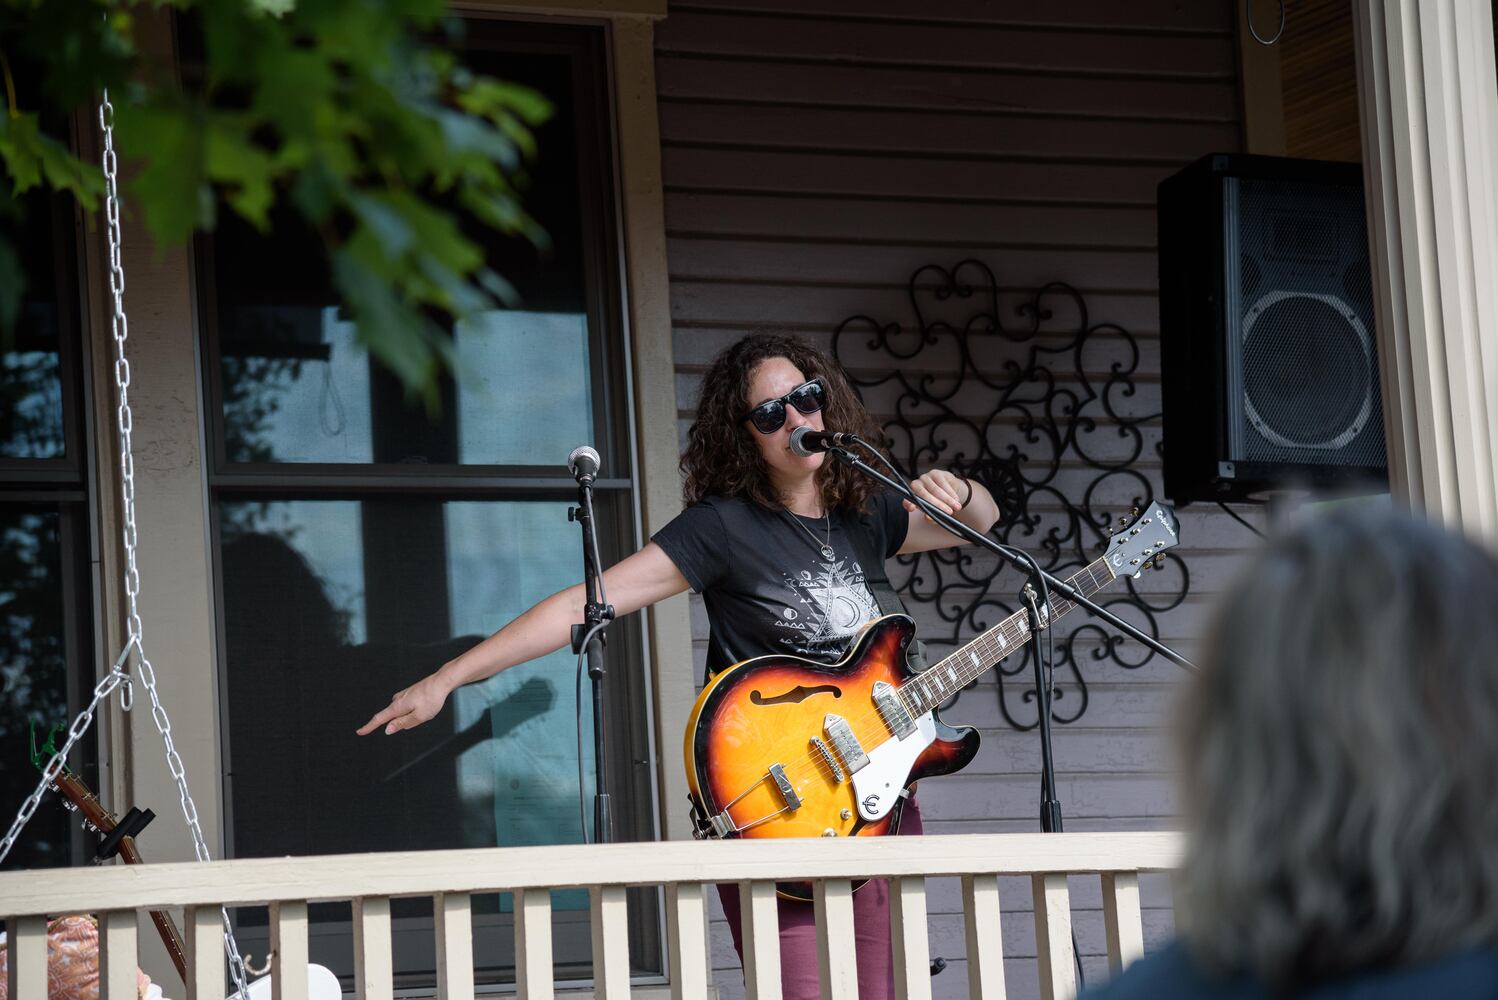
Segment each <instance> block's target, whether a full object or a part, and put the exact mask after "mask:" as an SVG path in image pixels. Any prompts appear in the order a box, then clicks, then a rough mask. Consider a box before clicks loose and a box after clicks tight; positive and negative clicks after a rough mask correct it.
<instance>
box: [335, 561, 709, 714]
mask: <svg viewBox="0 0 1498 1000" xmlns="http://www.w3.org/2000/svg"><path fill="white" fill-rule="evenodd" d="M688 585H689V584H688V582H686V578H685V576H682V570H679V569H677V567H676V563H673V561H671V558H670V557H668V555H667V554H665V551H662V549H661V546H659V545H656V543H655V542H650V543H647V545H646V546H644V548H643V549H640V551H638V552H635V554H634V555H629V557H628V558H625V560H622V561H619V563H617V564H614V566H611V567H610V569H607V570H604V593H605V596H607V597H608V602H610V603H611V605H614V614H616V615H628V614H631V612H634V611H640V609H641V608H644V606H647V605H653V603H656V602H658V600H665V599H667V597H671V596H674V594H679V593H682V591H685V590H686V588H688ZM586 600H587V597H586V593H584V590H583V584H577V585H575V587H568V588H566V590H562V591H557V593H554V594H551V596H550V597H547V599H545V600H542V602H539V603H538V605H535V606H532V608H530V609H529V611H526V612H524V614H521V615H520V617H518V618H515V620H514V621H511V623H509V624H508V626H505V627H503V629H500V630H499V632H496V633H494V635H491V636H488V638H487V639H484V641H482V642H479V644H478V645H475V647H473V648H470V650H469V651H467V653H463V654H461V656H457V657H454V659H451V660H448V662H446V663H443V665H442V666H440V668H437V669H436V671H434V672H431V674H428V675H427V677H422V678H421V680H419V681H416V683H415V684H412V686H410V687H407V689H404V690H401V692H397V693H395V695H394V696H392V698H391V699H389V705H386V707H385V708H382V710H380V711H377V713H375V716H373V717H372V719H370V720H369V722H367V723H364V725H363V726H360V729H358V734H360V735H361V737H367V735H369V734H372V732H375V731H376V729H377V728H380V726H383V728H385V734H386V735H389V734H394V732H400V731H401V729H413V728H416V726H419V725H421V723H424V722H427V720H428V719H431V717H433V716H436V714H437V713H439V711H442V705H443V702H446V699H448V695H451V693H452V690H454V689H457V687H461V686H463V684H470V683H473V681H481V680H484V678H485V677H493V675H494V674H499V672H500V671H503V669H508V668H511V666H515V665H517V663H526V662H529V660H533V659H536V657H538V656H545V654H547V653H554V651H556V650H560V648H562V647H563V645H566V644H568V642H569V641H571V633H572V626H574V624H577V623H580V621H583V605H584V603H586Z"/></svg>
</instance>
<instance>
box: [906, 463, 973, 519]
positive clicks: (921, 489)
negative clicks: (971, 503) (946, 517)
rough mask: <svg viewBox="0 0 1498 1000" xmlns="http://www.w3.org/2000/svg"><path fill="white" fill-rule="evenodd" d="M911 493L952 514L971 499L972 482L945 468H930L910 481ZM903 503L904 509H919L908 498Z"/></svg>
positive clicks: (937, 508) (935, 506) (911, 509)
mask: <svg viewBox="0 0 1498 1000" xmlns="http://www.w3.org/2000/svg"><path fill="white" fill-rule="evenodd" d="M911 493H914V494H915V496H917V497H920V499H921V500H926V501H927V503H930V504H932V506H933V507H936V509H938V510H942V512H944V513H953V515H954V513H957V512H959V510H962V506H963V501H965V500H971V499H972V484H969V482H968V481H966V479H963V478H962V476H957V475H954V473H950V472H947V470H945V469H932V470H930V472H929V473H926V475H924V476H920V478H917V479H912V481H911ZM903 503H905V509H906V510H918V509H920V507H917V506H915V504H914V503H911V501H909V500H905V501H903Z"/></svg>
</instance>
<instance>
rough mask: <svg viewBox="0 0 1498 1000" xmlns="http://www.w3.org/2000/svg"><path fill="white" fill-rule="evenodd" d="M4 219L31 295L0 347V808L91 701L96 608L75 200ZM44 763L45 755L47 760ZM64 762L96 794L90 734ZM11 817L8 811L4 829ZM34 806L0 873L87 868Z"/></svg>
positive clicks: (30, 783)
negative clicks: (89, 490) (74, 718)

══════

Task brief: Could you copy the data above exactly, leaving the pictures out?

Answer for this exercise:
Segment each <instance> block's target, whether a full object or a part, and put the exact mask after "mask:" as an SVG path in image pixels. Any prompts appear in the order a box, then clicks, then a rough mask. Consider a box before clicks loose and a box after clicks tight; positive and negative clicks after a rough mask correct it.
<instance>
box: [335, 561, 709, 714]
mask: <svg viewBox="0 0 1498 1000" xmlns="http://www.w3.org/2000/svg"><path fill="white" fill-rule="evenodd" d="M688 585H689V584H688V582H686V578H685V576H682V570H679V569H677V567H676V563H673V561H671V558H670V557H668V555H667V554H665V551H662V549H661V546H659V545H656V543H655V542H650V543H647V545H646V546H644V548H643V549H640V551H638V552H635V554H634V555H629V557H628V558H625V560H622V561H619V563H617V564H614V566H611V567H610V569H607V570H604V593H605V596H607V597H608V602H610V603H611V605H614V614H616V615H628V614H631V612H634V611H640V609H641V608H644V606H647V605H653V603H656V602H658V600H665V599H667V597H671V596H674V594H679V593H682V591H685V590H686V588H688ZM586 600H587V597H586V593H584V590H583V584H577V585H575V587H568V588H566V590H562V591H557V593H554V594H551V596H550V597H547V599H545V600H542V602H539V603H538V605H535V606H532V608H530V609H529V611H526V612H524V614H521V615H520V617H518V618H515V620H514V621H511V623H509V624H508V626H505V627H503V629H500V630H499V632H496V633H494V635H491V636H488V638H487V639H484V641H482V642H479V644H478V645H475V647H473V648H470V650H469V651H467V653H463V654H461V656H457V657H454V659H451V660H448V662H446V663H443V665H442V666H440V668H437V669H436V671H434V672H431V674H428V675H427V677H422V678H421V680H419V681H416V683H415V684H412V686H410V687H407V689H404V690H401V692H397V693H395V695H394V696H392V698H391V699H389V705H386V707H385V708H382V710H380V711H377V713H375V716H373V717H372V719H370V720H369V722H367V723H364V725H363V726H360V729H358V734H360V735H361V737H367V735H369V734H372V732H375V731H376V729H377V728H380V726H383V728H385V734H386V735H389V734H394V732H400V731H401V729H413V728H416V726H419V725H421V723H424V722H427V720H428V719H431V717H433V716H436V714H437V713H439V711H442V705H443V702H446V699H448V695H451V693H452V690H454V689H457V687H461V686H463V684H470V683H473V681H481V680H484V678H485V677H493V675H494V674H499V672H500V671H503V669H508V668H511V666H515V665H517V663H526V662H529V660H533V659H536V657H538V656H545V654H547V653H554V651H556V650H560V648H562V647H563V645H566V644H568V642H569V641H571V633H572V626H574V624H577V623H580V621H583V605H584V603H586Z"/></svg>
</instance>
<instance>
box: [906, 463, 973, 519]
positive clicks: (921, 489)
negative clicks: (971, 503) (946, 517)
rough mask: <svg viewBox="0 0 1498 1000" xmlns="http://www.w3.org/2000/svg"><path fill="white" fill-rule="evenodd" d="M911 493L952 514L971 499L972 482L945 468H930L910 481ZM903 503L904 509H919L908 498Z"/></svg>
positive clicks: (937, 508) (935, 506) (911, 509)
mask: <svg viewBox="0 0 1498 1000" xmlns="http://www.w3.org/2000/svg"><path fill="white" fill-rule="evenodd" d="M911 493H914V494H915V496H917V497H920V499H921V500H926V501H927V503H930V504H932V506H933V507H936V509H938V510H942V512H944V513H953V515H954V513H957V512H959V510H962V506H963V501H965V500H971V499H972V484H969V482H968V481H966V479H963V478H962V476H957V475H954V473H950V472H947V470H945V469H932V470H930V472H929V473H926V475H924V476H920V478H917V479H912V481H911ZM903 503H905V509H906V510H918V509H920V507H917V506H915V504H914V503H911V501H909V500H905V501H903Z"/></svg>
</instance>
<instance>
rough mask: <svg viewBox="0 0 1498 1000" xmlns="http://www.w3.org/2000/svg"><path fill="white" fill-rule="evenodd" d="M4 219L31 295L0 347V808L91 701L96 608L75 200ZM44 763L45 755L47 760ZM64 762L96 794L90 734ZM11 817L8 811L4 829ZM34 806L0 873L87 868Z"/></svg>
positive clicks: (30, 783)
negative clicks: (89, 490) (74, 718)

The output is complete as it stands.